**What is expected:** Extract the data exactly, missing nothing.

Data entries
-------------------------
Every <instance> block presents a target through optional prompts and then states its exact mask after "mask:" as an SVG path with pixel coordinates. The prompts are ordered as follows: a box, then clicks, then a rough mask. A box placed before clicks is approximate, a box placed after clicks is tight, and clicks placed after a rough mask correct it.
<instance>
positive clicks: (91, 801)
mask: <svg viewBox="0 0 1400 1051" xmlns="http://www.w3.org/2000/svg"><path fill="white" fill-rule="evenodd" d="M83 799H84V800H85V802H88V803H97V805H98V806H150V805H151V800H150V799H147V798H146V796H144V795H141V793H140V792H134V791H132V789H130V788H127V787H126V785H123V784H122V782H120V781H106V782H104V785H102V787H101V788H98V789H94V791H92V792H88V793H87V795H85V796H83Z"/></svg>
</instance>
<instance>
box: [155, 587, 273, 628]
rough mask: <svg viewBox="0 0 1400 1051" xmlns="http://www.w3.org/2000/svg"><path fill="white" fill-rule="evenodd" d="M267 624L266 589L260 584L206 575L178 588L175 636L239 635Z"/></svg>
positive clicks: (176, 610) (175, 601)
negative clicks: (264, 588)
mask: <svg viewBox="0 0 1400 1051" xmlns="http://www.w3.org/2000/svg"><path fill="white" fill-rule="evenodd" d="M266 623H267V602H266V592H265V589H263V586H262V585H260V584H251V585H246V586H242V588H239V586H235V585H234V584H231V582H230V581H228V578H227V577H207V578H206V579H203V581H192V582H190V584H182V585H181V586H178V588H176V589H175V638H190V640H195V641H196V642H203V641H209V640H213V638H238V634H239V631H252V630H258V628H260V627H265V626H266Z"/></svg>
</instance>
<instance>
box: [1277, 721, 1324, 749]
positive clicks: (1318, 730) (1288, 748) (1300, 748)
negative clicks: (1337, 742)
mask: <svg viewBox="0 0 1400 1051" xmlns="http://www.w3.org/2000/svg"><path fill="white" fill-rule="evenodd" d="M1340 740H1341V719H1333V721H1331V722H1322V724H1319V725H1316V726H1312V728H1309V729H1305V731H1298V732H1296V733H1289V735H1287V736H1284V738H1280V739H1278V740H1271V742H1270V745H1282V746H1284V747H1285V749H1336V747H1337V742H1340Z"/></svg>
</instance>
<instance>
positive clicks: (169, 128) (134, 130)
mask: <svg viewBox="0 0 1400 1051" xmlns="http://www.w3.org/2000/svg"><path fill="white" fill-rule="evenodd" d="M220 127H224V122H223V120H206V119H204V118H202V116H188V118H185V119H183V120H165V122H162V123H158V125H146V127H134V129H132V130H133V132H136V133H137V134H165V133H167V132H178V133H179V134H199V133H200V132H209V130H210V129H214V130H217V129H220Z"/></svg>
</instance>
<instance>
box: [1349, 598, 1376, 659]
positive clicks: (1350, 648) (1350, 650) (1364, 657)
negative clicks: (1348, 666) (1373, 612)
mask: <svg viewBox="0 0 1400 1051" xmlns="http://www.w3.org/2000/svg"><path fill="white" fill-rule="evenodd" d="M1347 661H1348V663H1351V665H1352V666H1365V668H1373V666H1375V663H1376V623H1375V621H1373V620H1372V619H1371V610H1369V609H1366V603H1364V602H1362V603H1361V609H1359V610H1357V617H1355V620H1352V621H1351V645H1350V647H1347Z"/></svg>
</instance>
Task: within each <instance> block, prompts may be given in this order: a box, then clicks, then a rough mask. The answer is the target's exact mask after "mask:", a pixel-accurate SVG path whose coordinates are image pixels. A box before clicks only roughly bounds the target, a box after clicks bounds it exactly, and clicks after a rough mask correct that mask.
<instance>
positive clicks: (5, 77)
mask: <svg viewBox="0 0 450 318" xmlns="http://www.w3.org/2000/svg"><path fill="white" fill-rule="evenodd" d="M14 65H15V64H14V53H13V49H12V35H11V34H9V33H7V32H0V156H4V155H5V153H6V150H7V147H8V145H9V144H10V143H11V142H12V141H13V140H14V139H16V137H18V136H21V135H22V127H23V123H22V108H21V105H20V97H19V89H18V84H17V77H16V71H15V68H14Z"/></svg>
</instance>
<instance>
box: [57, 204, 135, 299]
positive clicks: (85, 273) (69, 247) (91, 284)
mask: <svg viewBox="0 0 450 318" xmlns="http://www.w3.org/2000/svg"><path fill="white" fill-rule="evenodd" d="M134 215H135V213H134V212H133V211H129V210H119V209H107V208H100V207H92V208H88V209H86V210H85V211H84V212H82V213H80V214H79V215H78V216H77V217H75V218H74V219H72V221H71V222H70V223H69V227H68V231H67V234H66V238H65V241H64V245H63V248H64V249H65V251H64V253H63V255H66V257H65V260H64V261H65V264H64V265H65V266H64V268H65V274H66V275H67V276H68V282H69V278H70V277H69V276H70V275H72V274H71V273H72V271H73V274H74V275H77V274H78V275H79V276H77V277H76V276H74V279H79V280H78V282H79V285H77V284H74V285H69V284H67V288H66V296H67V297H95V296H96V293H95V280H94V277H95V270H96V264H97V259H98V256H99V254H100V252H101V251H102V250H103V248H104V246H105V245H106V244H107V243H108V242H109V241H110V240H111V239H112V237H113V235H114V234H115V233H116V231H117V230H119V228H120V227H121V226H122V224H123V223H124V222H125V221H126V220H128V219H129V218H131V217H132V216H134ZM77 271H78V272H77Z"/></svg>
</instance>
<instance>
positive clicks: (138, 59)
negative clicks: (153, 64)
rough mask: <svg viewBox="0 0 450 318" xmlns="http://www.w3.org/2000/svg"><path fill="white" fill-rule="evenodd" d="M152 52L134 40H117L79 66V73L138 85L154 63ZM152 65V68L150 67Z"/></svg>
-------------------------
**Answer to this task:**
Every <instance> block presents a target through optional prompts and then states its exact mask after "mask:" as an SVG path with pixel coordinates. The prompts are ordered as follows: a box, then clicks, then a rough mask. A box placed before clicks is approximate, a box placed after clicks is tight, and clicks placed after a rough mask correct it.
<instance>
positive clicks: (91, 801)
mask: <svg viewBox="0 0 1400 1051" xmlns="http://www.w3.org/2000/svg"><path fill="white" fill-rule="evenodd" d="M83 799H84V800H85V802H88V803H97V805H98V806H150V805H151V800H150V799H147V798H146V796H144V795H141V793H140V792H134V791H132V789H130V788H127V787H126V785H123V784H122V782H120V781H106V782H104V785H102V787H101V788H98V789H94V791H92V792H88V793H87V795H85V796H83Z"/></svg>
</instance>
<instance>
box: [155, 587, 273, 628]
rough mask: <svg viewBox="0 0 1400 1051" xmlns="http://www.w3.org/2000/svg"><path fill="white" fill-rule="evenodd" d="M267 624L266 589L260 584L206 575L178 588L175 636L239 635Z"/></svg>
positive clicks: (176, 610) (175, 601)
negative clicks: (264, 588)
mask: <svg viewBox="0 0 1400 1051" xmlns="http://www.w3.org/2000/svg"><path fill="white" fill-rule="evenodd" d="M266 623H267V602H266V592H265V589H263V586H262V585H260V584H251V585H246V586H242V588H239V586H235V585H234V584H231V582H230V581H228V578H227V577H207V578H206V579H203V581H192V582H190V584H182V585H181V586H178V588H176V589H175V638H190V640H195V641H196V642H203V641H209V640H213V638H238V634H239V631H252V630H258V628H260V627H265V626H266Z"/></svg>
</instance>
<instance>
box: [1277, 721, 1324, 749]
positive clicks: (1318, 730) (1288, 748) (1300, 748)
negative clicks: (1337, 742)
mask: <svg viewBox="0 0 1400 1051" xmlns="http://www.w3.org/2000/svg"><path fill="white" fill-rule="evenodd" d="M1340 740H1341V719H1333V721H1331V722H1322V724H1319V725H1316V726H1312V728H1309V729H1305V731H1298V732H1296V733H1289V735H1287V736H1284V738H1280V739H1278V740H1271V742H1270V745H1282V746H1284V747H1285V749H1336V747H1337V742H1340Z"/></svg>
</instance>
<instance>
positive clicks: (169, 128) (134, 130)
mask: <svg viewBox="0 0 1400 1051" xmlns="http://www.w3.org/2000/svg"><path fill="white" fill-rule="evenodd" d="M220 127H224V122H223V120H206V119H204V118H202V116H188V118H185V119H183V120H165V122H162V123H158V125H146V127H134V129H132V130H133V132H136V133H137V134H165V133H167V132H178V133H179V134H199V133H200V132H209V130H210V129H214V130H217V129H220Z"/></svg>
</instance>
<instance>
box: [1349, 598, 1376, 659]
positive clicks: (1350, 648) (1350, 650) (1364, 657)
negative clicks: (1348, 666) (1373, 612)
mask: <svg viewBox="0 0 1400 1051" xmlns="http://www.w3.org/2000/svg"><path fill="white" fill-rule="evenodd" d="M1347 661H1348V663H1351V665H1352V666H1365V668H1373V666H1375V663H1376V623H1375V621H1373V620H1372V619H1371V610H1369V609H1366V603H1364V602H1362V603H1361V609H1359V610H1357V617H1355V620H1352V621H1351V645H1350V647H1347Z"/></svg>
</instance>
Task: within each <instance> block, prompts may be given in this order: a box, then clicks, then a rough mask. The answer is the target's exact mask after "mask:", a pixel-accurate SVG path whose coordinates are image pixels. A box before clicks only roughly bounds the target, a box after clicks bounds it exactly, and clicks after a rough mask correct that mask.
<instance>
positive clicks: (5, 77)
mask: <svg viewBox="0 0 450 318" xmlns="http://www.w3.org/2000/svg"><path fill="white" fill-rule="evenodd" d="M14 65H15V64H14V53H13V49H12V35H11V34H9V33H7V32H0V156H4V155H5V153H6V150H7V147H8V145H9V144H10V143H11V142H12V141H13V140H14V139H16V137H18V136H21V135H22V127H23V123H22V108H21V105H20V97H19V89H18V84H17V77H16V71H15V68H14Z"/></svg>
</instance>
<instance>
box: [57, 204, 135, 299]
positive clicks: (85, 273) (69, 247) (91, 284)
mask: <svg viewBox="0 0 450 318" xmlns="http://www.w3.org/2000/svg"><path fill="white" fill-rule="evenodd" d="M134 215H135V213H134V212H133V211H129V210H119V209H107V208H100V207H92V208H88V209H86V210H85V211H84V212H82V213H80V214H79V215H78V216H77V217H75V218H74V219H72V221H71V222H70V223H69V227H68V231H67V234H66V238H65V241H64V245H63V248H64V249H65V251H64V253H63V255H66V257H65V260H64V261H65V264H64V265H65V266H64V268H65V274H66V275H67V276H68V282H69V278H70V277H69V276H70V275H72V274H71V273H72V271H73V274H74V275H77V274H78V275H79V276H77V277H76V276H74V279H79V280H78V282H79V285H77V284H74V285H69V284H67V288H66V296H67V297H95V296H96V293H95V280H94V277H95V270H96V264H97V259H98V256H99V254H100V252H101V251H102V250H103V248H104V246H105V245H106V244H107V243H108V242H109V241H110V240H111V239H112V237H113V235H114V234H115V233H116V231H117V230H119V228H120V227H121V226H122V224H123V223H124V222H125V221H126V220H128V219H129V218H131V217H132V216H134ZM77 271H78V272H77Z"/></svg>
</instance>
<instance>
positive clicks: (138, 59)
negative clicks: (153, 64)
rough mask: <svg viewBox="0 0 450 318" xmlns="http://www.w3.org/2000/svg"><path fill="white" fill-rule="evenodd" d="M152 52L134 40H117L79 66V73L138 85L154 63ZM152 65V68L150 67Z"/></svg>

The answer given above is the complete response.